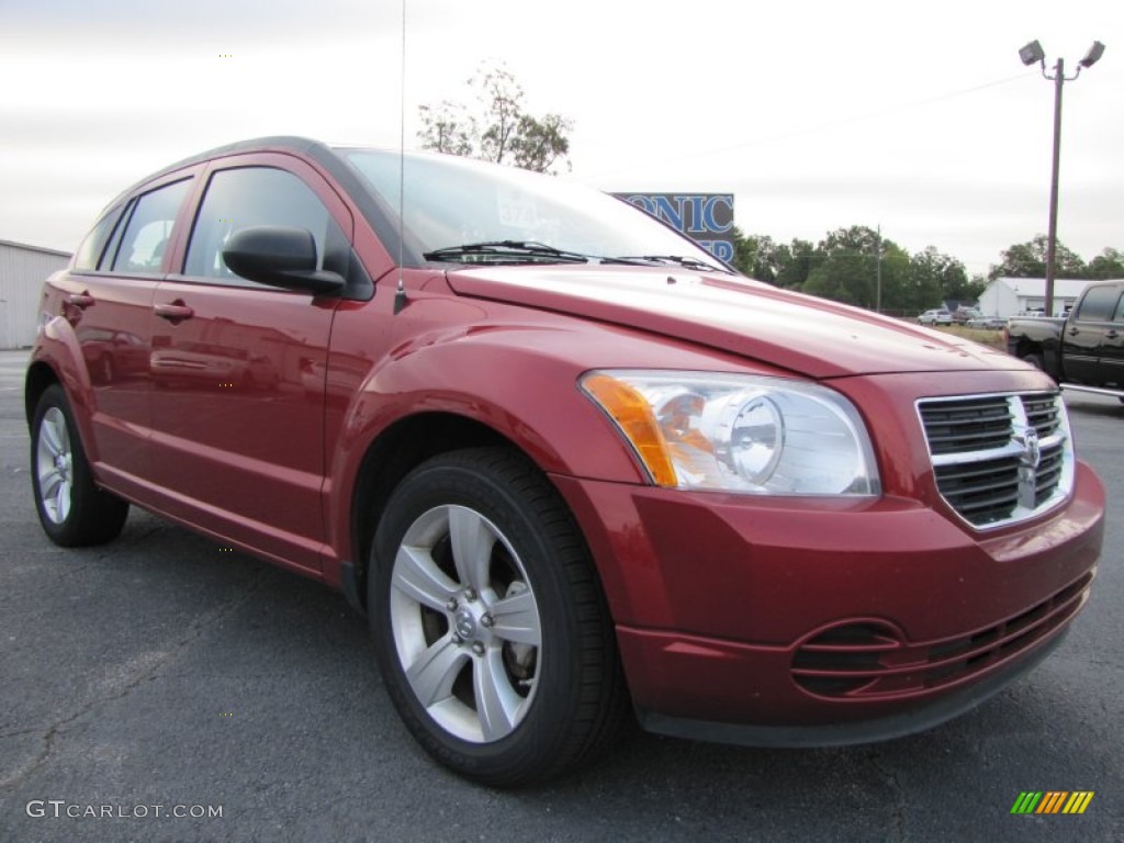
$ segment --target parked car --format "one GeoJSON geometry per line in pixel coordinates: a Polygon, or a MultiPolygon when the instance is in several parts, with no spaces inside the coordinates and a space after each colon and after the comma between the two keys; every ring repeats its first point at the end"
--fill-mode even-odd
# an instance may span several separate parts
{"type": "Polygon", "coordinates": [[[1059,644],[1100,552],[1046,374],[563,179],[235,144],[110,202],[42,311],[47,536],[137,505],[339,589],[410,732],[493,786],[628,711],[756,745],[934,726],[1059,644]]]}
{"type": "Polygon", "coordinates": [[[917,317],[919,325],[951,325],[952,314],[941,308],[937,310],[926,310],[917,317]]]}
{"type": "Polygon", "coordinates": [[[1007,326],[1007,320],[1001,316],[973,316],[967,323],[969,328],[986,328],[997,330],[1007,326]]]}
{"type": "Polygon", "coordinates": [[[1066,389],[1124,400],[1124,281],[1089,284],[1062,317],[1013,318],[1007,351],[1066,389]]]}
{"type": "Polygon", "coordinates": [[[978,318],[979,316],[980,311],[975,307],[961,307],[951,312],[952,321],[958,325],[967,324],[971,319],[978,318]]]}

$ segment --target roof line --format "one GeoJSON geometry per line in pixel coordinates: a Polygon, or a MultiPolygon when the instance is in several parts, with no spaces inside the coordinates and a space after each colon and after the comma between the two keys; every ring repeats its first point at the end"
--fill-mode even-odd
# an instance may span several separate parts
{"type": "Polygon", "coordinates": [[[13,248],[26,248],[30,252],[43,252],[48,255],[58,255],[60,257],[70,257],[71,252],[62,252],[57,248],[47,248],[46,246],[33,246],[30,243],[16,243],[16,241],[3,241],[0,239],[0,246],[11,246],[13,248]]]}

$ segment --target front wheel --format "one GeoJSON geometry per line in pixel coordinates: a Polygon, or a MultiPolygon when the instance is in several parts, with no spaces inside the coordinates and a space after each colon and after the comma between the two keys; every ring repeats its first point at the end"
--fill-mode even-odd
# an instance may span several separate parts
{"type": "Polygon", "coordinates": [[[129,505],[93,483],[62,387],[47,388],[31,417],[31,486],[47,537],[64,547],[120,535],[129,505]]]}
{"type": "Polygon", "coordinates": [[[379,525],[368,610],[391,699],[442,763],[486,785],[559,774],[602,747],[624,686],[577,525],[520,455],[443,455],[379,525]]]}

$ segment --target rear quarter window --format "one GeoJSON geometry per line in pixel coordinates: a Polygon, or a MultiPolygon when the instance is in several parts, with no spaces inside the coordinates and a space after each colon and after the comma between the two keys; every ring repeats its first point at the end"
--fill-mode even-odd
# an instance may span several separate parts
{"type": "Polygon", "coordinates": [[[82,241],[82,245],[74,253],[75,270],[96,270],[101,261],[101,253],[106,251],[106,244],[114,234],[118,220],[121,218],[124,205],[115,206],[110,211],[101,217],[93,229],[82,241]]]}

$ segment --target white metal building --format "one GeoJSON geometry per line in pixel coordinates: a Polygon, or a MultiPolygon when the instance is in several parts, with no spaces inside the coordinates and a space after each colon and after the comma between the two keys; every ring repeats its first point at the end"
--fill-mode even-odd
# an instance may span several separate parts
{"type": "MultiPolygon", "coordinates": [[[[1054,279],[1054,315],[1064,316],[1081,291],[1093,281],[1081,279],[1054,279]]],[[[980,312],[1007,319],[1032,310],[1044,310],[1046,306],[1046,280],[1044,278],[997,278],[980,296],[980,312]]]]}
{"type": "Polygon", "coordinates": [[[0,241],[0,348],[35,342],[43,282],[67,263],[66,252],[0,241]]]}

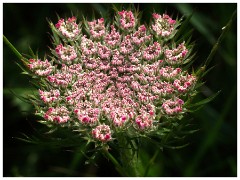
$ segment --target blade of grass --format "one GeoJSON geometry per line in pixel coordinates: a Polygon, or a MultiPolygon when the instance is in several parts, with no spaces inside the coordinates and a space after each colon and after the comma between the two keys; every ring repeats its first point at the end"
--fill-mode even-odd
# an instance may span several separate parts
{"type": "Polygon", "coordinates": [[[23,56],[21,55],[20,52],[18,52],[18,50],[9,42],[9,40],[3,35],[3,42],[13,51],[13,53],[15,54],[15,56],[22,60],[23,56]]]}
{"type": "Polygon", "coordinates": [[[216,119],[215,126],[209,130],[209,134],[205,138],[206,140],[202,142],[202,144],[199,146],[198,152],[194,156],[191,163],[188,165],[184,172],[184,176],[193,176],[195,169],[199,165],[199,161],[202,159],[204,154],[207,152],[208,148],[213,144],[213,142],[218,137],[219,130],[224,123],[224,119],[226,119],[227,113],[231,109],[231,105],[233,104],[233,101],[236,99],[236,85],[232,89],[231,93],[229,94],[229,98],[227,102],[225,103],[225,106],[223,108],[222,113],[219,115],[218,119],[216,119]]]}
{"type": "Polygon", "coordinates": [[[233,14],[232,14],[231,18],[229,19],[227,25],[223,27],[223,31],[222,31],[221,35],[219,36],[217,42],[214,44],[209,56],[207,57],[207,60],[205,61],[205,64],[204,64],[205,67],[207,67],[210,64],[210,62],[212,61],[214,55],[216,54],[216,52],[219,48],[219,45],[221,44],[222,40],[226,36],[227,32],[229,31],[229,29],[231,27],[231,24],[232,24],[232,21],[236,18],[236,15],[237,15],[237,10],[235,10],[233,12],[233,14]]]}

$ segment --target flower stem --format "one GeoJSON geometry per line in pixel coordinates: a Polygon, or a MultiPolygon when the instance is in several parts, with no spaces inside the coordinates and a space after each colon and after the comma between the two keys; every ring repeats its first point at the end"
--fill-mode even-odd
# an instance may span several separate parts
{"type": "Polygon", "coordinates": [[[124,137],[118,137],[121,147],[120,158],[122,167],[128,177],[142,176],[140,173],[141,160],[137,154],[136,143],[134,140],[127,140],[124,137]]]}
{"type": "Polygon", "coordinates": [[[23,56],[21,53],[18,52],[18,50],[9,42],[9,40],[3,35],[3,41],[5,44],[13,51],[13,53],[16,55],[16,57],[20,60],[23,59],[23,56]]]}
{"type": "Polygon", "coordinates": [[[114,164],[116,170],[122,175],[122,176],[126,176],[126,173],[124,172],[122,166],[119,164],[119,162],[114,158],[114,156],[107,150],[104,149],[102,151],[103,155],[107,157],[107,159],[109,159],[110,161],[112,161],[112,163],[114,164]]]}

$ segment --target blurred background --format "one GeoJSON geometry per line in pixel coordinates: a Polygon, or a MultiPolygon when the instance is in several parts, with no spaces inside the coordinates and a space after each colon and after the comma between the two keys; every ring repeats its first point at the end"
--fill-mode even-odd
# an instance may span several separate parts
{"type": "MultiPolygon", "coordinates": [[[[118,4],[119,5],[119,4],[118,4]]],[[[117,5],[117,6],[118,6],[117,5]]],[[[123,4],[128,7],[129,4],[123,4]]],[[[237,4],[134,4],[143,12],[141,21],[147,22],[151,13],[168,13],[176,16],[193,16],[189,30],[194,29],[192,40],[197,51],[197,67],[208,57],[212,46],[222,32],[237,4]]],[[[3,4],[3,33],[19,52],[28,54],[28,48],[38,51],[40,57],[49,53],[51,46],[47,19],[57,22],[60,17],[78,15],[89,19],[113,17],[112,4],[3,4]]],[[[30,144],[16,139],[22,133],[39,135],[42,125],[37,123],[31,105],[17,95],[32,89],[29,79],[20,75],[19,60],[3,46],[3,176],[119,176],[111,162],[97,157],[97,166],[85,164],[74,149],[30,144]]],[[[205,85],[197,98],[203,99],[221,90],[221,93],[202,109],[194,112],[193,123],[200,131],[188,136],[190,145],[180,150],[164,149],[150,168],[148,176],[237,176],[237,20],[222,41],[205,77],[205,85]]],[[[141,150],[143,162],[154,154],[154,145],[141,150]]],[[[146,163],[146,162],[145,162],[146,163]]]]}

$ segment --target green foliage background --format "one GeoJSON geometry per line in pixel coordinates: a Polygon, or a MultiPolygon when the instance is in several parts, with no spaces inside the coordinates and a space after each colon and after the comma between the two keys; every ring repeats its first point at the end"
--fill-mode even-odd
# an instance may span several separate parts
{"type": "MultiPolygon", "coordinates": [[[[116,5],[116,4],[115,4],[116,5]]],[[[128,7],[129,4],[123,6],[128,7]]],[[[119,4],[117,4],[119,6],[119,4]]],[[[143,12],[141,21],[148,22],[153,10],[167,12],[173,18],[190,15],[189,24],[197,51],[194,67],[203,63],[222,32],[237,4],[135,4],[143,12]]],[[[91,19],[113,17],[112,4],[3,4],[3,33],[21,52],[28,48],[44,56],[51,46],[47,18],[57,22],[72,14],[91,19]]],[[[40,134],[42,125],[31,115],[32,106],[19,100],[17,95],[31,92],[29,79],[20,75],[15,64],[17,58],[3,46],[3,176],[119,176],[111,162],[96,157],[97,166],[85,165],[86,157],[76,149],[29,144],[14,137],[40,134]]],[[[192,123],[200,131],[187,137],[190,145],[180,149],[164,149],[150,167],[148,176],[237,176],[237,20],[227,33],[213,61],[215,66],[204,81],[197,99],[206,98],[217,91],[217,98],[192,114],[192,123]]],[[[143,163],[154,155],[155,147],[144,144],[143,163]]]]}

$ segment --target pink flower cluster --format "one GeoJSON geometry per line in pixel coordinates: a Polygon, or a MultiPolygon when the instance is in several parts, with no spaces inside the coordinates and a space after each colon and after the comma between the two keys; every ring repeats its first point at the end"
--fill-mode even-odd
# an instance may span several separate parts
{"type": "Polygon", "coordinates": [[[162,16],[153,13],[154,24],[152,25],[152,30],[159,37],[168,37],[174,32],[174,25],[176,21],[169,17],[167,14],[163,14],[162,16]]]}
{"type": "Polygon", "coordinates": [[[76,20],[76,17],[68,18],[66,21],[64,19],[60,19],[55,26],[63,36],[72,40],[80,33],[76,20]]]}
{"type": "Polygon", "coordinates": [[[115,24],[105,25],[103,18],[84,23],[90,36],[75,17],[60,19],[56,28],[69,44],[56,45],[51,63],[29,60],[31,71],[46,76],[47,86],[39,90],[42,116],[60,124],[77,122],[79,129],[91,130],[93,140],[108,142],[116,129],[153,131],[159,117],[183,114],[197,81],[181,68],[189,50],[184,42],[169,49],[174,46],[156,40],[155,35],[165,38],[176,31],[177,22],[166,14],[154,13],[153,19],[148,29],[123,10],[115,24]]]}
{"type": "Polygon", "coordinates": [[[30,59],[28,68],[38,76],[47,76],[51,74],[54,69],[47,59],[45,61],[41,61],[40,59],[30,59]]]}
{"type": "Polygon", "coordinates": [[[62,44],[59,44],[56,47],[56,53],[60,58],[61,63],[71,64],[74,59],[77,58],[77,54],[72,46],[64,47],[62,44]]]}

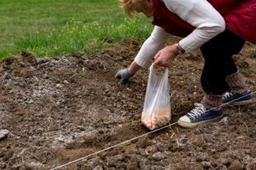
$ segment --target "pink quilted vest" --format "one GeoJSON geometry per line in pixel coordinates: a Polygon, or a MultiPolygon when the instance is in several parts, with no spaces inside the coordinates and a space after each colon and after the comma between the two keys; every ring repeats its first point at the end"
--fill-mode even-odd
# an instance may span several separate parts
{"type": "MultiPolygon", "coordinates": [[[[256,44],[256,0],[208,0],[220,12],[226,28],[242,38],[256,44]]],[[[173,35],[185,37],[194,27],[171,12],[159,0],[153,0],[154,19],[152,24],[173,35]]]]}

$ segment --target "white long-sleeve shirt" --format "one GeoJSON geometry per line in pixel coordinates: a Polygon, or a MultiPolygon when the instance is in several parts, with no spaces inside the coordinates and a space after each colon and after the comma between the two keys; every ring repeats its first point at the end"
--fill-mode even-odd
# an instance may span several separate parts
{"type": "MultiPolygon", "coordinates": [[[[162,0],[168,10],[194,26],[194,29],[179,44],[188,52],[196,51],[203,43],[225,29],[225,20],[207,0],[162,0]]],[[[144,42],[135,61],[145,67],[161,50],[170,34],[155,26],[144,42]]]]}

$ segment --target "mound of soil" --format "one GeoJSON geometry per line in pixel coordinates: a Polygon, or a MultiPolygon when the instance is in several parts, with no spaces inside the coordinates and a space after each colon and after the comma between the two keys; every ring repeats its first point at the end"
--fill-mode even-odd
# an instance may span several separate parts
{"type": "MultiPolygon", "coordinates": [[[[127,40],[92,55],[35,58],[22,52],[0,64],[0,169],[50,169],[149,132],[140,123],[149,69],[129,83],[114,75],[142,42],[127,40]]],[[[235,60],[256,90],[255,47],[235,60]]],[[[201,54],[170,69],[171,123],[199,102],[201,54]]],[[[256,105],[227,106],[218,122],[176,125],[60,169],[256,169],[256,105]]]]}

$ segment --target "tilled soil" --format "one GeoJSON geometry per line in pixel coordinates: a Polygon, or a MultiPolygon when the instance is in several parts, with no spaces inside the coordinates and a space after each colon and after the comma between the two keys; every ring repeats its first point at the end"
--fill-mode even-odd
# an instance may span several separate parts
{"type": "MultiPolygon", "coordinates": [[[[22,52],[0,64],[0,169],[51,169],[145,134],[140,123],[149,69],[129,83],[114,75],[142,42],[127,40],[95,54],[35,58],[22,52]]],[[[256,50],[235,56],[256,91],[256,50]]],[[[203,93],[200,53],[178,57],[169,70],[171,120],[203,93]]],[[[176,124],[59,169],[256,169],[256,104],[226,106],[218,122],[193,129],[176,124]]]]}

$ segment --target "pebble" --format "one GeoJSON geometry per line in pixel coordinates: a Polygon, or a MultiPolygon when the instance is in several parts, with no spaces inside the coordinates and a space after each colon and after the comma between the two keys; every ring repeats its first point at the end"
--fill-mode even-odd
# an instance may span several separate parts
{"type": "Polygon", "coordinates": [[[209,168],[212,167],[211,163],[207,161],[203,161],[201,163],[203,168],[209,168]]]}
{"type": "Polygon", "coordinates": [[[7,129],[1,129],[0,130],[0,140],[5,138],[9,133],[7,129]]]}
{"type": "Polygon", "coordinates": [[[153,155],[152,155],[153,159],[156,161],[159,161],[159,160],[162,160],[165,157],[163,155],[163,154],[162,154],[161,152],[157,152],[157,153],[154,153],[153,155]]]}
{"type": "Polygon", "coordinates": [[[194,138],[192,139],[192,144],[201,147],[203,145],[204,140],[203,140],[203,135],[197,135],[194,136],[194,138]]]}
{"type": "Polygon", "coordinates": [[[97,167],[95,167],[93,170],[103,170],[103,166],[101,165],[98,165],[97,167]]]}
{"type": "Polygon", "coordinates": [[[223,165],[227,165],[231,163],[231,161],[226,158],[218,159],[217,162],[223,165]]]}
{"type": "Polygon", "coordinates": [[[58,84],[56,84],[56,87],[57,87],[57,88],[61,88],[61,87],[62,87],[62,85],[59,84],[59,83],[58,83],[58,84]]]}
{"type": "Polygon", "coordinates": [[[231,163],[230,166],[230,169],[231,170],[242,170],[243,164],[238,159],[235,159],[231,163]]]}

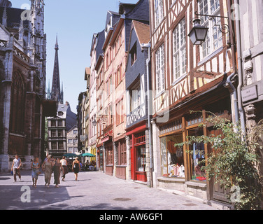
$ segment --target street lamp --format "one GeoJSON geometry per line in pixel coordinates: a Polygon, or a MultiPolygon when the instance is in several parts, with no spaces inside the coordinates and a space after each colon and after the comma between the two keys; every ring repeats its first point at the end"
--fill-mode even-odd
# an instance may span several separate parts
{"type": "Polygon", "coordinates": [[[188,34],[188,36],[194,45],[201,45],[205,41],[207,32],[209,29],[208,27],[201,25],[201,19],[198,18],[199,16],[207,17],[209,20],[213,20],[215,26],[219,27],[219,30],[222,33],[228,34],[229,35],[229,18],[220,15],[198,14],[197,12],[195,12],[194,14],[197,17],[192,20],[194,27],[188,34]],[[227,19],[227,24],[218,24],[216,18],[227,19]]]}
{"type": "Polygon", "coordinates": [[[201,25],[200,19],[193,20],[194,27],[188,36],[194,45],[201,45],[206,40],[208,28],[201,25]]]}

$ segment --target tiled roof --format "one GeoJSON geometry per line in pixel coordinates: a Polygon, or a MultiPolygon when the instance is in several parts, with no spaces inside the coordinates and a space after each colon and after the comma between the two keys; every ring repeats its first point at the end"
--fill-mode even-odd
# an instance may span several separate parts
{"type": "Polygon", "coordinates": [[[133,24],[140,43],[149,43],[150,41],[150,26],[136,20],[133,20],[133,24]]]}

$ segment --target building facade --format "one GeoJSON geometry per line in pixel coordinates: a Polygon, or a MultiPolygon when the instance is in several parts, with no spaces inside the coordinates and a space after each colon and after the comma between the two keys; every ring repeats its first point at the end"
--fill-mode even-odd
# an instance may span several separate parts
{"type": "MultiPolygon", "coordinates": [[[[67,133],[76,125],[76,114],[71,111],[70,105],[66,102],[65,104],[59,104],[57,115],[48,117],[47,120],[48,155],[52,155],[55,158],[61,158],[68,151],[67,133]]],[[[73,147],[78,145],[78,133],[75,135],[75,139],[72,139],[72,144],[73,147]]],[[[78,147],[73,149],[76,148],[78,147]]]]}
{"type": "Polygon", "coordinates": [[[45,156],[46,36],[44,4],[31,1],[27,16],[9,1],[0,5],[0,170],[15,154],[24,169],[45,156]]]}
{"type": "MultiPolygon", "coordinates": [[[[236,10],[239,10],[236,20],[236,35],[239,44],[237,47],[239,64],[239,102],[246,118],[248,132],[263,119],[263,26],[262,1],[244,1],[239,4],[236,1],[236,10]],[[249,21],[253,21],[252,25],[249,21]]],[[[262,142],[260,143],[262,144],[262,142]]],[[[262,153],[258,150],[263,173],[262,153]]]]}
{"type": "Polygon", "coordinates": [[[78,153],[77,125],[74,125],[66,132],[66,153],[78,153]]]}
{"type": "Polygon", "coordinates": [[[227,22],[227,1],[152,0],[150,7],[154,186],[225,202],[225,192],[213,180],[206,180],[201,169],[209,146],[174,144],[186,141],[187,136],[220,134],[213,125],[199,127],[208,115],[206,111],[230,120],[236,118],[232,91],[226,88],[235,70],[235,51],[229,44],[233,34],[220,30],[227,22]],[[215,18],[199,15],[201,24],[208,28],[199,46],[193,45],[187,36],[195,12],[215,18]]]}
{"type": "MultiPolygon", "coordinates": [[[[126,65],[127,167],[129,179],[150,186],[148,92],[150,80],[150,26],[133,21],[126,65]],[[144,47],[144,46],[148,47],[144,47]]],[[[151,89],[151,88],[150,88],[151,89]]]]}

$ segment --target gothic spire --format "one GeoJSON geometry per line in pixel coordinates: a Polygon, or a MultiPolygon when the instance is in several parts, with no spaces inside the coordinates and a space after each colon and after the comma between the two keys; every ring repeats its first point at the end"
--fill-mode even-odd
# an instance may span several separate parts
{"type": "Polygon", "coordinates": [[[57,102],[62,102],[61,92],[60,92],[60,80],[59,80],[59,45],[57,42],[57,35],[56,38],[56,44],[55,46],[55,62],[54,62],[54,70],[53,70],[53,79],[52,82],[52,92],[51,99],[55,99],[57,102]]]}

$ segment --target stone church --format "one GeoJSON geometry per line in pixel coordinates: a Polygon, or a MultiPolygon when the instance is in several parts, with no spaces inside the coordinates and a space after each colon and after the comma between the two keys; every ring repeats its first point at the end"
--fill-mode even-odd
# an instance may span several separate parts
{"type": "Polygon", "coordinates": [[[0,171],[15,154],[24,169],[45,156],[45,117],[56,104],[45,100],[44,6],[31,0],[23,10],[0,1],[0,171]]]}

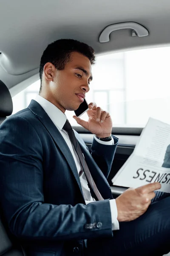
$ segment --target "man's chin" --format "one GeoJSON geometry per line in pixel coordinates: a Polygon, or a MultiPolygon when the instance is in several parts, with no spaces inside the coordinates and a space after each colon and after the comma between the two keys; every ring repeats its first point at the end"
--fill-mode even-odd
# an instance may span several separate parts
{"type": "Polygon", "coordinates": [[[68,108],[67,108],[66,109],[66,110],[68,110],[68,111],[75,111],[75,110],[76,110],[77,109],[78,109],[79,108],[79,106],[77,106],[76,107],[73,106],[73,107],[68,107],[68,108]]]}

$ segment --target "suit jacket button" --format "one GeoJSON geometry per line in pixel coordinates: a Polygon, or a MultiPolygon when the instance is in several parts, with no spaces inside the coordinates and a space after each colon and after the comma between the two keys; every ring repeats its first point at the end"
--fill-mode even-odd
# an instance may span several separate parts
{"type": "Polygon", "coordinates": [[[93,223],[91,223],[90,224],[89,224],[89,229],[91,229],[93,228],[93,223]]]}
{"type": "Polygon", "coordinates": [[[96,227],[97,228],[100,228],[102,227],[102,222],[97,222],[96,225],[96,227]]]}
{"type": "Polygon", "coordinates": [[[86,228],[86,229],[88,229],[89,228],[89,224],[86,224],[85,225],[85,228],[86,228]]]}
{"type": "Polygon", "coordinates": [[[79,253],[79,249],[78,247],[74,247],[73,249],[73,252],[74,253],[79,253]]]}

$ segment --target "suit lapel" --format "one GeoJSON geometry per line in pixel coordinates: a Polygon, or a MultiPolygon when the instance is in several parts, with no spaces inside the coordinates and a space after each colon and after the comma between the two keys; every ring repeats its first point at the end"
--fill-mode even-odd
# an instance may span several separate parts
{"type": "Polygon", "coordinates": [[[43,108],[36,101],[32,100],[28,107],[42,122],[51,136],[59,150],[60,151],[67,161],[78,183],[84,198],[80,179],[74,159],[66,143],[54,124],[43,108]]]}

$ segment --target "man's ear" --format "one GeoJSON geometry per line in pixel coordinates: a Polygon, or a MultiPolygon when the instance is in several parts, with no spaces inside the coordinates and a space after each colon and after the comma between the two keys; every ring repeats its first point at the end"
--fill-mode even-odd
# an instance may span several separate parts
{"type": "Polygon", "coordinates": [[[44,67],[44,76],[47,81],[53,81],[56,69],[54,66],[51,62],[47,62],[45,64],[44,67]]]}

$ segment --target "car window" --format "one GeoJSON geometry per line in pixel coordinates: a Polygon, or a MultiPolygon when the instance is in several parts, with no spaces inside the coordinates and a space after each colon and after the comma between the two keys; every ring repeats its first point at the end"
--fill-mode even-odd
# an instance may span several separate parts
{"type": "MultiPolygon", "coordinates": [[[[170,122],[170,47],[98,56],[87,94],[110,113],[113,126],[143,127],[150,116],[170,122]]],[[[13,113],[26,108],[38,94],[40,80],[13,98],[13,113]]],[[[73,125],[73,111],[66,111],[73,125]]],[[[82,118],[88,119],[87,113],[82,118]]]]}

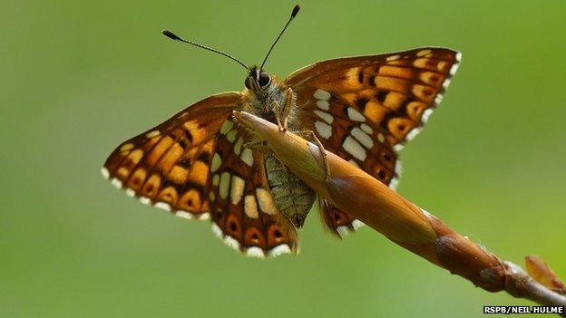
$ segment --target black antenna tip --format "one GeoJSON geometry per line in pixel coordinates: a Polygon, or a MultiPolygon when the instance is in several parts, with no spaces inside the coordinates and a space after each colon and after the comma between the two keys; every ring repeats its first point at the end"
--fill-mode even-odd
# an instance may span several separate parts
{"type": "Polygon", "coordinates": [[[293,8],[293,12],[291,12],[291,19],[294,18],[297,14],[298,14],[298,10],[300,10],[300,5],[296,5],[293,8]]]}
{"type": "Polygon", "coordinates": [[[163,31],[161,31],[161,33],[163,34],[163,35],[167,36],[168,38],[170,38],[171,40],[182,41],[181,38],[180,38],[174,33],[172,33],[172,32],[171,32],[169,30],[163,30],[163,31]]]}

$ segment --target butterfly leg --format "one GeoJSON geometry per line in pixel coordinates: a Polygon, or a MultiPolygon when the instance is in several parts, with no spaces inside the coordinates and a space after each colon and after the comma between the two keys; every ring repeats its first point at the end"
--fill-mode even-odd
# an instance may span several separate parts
########
▸ **Instruction**
Locate every line in the records above that contains the string "shirt", and copy each such line in full. Matches are case-sensitive.

▸ **Task solution**
$ segment --target "white long-sleeve shirt" --format "one GeoJSON geometry per line in pixel coordinates: a Polygon, or a MultiPolygon when the instance is in several parts, with no spaces inside the coordinates and a space after each colon and after the comma between the two keys; every ring repeats its first point at the end"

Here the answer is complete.